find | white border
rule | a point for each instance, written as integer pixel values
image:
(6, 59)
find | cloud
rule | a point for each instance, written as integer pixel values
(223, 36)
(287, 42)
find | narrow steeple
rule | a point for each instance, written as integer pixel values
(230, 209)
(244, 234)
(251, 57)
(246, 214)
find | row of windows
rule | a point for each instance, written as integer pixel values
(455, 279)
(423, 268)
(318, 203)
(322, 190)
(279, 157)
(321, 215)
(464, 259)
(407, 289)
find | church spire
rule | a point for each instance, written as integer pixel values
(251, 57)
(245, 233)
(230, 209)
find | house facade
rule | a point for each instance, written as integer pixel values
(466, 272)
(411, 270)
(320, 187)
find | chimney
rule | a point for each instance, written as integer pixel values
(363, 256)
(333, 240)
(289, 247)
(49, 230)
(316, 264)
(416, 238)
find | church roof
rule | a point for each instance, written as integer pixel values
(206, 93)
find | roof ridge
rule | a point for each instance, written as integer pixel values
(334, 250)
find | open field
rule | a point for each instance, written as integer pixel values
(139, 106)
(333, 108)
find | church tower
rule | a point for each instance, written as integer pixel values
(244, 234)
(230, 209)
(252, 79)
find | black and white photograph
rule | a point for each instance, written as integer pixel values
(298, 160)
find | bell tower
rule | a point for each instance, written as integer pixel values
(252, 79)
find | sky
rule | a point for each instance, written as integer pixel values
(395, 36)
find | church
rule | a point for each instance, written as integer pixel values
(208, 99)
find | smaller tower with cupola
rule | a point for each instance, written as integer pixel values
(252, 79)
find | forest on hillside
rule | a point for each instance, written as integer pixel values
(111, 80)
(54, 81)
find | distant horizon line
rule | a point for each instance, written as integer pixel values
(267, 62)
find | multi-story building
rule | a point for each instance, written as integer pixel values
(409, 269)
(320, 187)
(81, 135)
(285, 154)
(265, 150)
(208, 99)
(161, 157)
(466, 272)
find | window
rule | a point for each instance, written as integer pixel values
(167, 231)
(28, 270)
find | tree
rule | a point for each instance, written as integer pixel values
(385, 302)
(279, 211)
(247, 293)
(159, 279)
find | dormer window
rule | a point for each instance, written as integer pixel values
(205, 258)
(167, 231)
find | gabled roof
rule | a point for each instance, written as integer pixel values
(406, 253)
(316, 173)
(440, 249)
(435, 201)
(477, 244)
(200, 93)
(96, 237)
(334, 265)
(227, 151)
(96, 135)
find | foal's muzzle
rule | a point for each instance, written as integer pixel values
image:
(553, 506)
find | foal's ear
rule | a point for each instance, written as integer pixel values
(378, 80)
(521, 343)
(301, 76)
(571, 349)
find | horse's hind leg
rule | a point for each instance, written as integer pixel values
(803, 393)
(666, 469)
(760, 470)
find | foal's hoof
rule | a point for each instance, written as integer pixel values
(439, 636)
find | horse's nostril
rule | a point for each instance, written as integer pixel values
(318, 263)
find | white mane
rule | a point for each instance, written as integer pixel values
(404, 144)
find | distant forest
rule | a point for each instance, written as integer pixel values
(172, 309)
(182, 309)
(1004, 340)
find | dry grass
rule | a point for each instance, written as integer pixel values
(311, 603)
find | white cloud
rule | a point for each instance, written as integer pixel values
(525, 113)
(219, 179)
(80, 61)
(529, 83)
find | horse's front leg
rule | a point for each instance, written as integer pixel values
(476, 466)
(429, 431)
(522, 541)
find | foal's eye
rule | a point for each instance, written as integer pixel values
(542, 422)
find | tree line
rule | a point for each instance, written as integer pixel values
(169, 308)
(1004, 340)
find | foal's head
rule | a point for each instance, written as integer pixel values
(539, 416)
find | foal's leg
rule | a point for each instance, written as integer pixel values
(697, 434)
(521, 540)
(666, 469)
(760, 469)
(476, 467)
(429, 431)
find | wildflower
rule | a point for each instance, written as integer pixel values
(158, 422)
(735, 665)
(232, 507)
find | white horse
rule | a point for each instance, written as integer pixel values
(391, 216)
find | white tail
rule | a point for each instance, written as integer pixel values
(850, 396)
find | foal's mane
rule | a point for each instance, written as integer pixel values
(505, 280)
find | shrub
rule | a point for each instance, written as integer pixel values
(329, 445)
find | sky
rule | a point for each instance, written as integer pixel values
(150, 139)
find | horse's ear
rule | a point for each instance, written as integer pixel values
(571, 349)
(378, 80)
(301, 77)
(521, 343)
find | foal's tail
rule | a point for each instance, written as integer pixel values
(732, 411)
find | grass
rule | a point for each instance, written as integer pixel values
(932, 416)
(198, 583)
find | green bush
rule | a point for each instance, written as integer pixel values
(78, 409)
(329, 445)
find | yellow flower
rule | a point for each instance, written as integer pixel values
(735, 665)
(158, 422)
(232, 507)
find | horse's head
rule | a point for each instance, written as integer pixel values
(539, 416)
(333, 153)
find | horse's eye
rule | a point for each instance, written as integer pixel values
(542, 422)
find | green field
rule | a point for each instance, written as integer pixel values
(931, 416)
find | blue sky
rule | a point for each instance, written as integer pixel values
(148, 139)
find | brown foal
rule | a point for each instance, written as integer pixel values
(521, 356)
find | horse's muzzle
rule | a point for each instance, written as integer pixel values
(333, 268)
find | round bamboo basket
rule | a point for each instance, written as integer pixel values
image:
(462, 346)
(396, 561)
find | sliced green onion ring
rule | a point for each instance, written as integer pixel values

**Exercise details:**
Please reproduce the whole listing above, replacing each occurrence of "integer pixel values" with "whole-number pixel coordinates" and keeping every other line unchanged.

**Reply to the task:**
find | white border
rule | a point for each instance, written as whole-number pixel coordinates
image:
(6, 59)
find | cloud
rule | a point for each instance, written as whole-number pixel coordinates
(223, 36)
(287, 42)
find | narrow steeple
rule | a point for each instance, written as whole-number pixel coordinates
(230, 209)
(244, 234)
(251, 57)
(246, 214)
find | row of windows
rule | a point for each instance, written as whole-number pixel coordinates
(455, 279)
(423, 268)
(318, 203)
(322, 190)
(279, 157)
(321, 215)
(464, 259)
(407, 289)
find | church spire
rule | a point for each instance, written as whole-number pixel coordinates
(251, 57)
(245, 233)
(230, 209)
find | house facade
rule | a point for each instance, written as whole-number pixel coordinates
(466, 272)
(411, 270)
(320, 187)
find | chimney
rule | a point for each instance, written as whole-number pixel coordinates
(363, 256)
(333, 240)
(289, 247)
(49, 230)
(316, 264)
(416, 238)
find | church roof
rule | a point for each instance, written as whole-number pixel coordinates
(206, 93)
find | roof ridge
rule | a point for each instance, written as whole-number pixel coordinates
(334, 250)
find | open field
rule | a point for each instance, written as whole-number pixel coordinates
(139, 106)
(333, 108)
find | church tower
rule | a point for each instance, written as whole-number pixel coordinates
(244, 234)
(230, 209)
(252, 79)
find | black and white photograph
rule | a point for each instance, written as whole-number pixel coordinates
(298, 160)
find | bell tower
rule | a point for each instance, written as whole-number pixel coordinates
(252, 79)
find | sky
rule | a point for each instance, written as whole-number pixel coordinates
(395, 36)
find | church
rule | a point for each instance, written as whole-number pixel coordinates
(208, 99)
find | smaller tower with cupola
rule | a point for each instance, written as whole-number pixel coordinates
(252, 79)
find | forest on hillside
rule | a point for each instance, written as whole-number pixel coordinates
(111, 80)
(54, 81)
find | distant horizon line
rule | a point for each instance, written as whole-number pixel coordinates
(267, 62)
find | multi-story building
rule | a point for each instance, written as whole-number pixel coordinates
(409, 269)
(320, 187)
(81, 135)
(285, 154)
(265, 150)
(208, 99)
(161, 157)
(466, 272)
find | window
rule | a point for each instance, written as whole-number pixel coordinates
(167, 231)
(28, 270)
find | tree
rule | a point for each instance, written as whole-number pixel coordinates
(385, 302)
(279, 211)
(247, 293)
(159, 279)
find | dormer window
rule | a point for each instance, written as whole-number pixel coordinates
(205, 258)
(167, 231)
find | gabled roof
rule | a point for each instance, written as whole-number pixel coordinates
(406, 253)
(316, 173)
(440, 249)
(435, 201)
(477, 244)
(200, 93)
(96, 237)
(334, 265)
(227, 151)
(96, 135)
find | foal's muzzle
rule | a point for each instance, written as whole-number pixel coordinates
image:
(553, 506)
find | foal's ear
rule | a point for each instance, written as whole-number pixel coordinates
(378, 80)
(521, 343)
(301, 76)
(571, 349)
find | horse's hind leg
rule | a point for each instance, written as whole-number pixel coordinates
(803, 393)
(666, 469)
(760, 470)
find | foal's hoof
rule | a point for each instance, written as whole-number pixel coordinates
(439, 636)
find | horse's nostril
rule | a point for each instance, written as whole-number pixel coordinates
(318, 263)
find | white mane
rule | a point for each instance, written as whole-number pixel coordinates
(404, 144)
find | distant forest
rule | a point for each instance, written as whole-number pixel coordinates
(172, 309)
(182, 309)
(1004, 340)
find | dry grass
rule | a point for each instance, written as whole-number pixel coordinates
(311, 603)
find | white cloud
rule | a point for each instance, written as whole-number pixel coordinates
(525, 113)
(219, 179)
(80, 61)
(529, 83)
find | horse's front leg
rule | a point for each instance, written as whole-number pixel coordinates
(476, 466)
(429, 431)
(522, 541)
find | foal's eye
rule | a point for each instance, written as whole-number pixel coordinates
(542, 422)
find | tree line
rule | a point for each instance, written as whole-number pixel coordinates
(169, 308)
(1004, 340)
find | foal's head
rule | a point for each instance, written as whole-number pixel coordinates
(539, 416)
find | foal's leg
rule | a point for each instance, written as whole-number pixel coordinates
(697, 434)
(521, 540)
(666, 469)
(760, 469)
(476, 467)
(429, 431)
find | wildflower
rule | a point for each instance, written as whole-number pixel coordinates
(158, 422)
(735, 665)
(232, 507)
find | white horse
rule | a point for each instance, written as whole-number pixel coordinates
(391, 216)
find | white tail
rule | a point for each instance, written as whole-number pixel coordinates
(850, 396)
find | foal's mane
rule | a point for each instance, written as whole-number pixel coordinates
(505, 280)
find | shrub
rule | a point for each instance, written as whole-number pixel coordinates
(329, 445)
find | sky
rule | a point for each instance, written as whole-number pixel coordinates
(150, 139)
find | horse's ear
rule | a point for each instance, written as whole-number pixel coordinates
(571, 349)
(378, 80)
(301, 77)
(521, 343)
find | foal's tail
rule | a point for each instance, written as whole-number pixel coordinates
(732, 411)
find | grass
rule | a point for each instance, written as whole-number pixel coordinates
(932, 416)
(198, 583)
find | green bush
rule | a point for each instance, written as whole-number pixel coordinates
(78, 409)
(329, 445)
find | yellow flower
rule | a point for each instance, written as whole-number pixel coordinates
(735, 665)
(158, 422)
(232, 507)
find | horse's head
rule | a point for each instance, written as whole-number pixel coordinates
(539, 416)
(333, 153)
find | horse's eye
rule | a point for each instance, written as whole-number pixel coordinates
(542, 422)
find | green field
rule | a point for each instance, written as whole-number pixel coordinates
(931, 416)
find | blue sky
rule | a point for each instance, written as whole-number pixel coordinates
(148, 139)
find | brown foal
rule | a point for each instance, written as whole-number pixel coordinates
(521, 356)
find | horse's muzzle
rule | a point for each instance, written as whole-number pixel coordinates
(333, 268)
find | round bamboo basket
rule | a point for each instance, written as whole-number pixel coordinates
image:
(462, 346)
(396, 561)
find | sliced green onion ring
rule | a point for each instance, written as whole-number pixel coordinates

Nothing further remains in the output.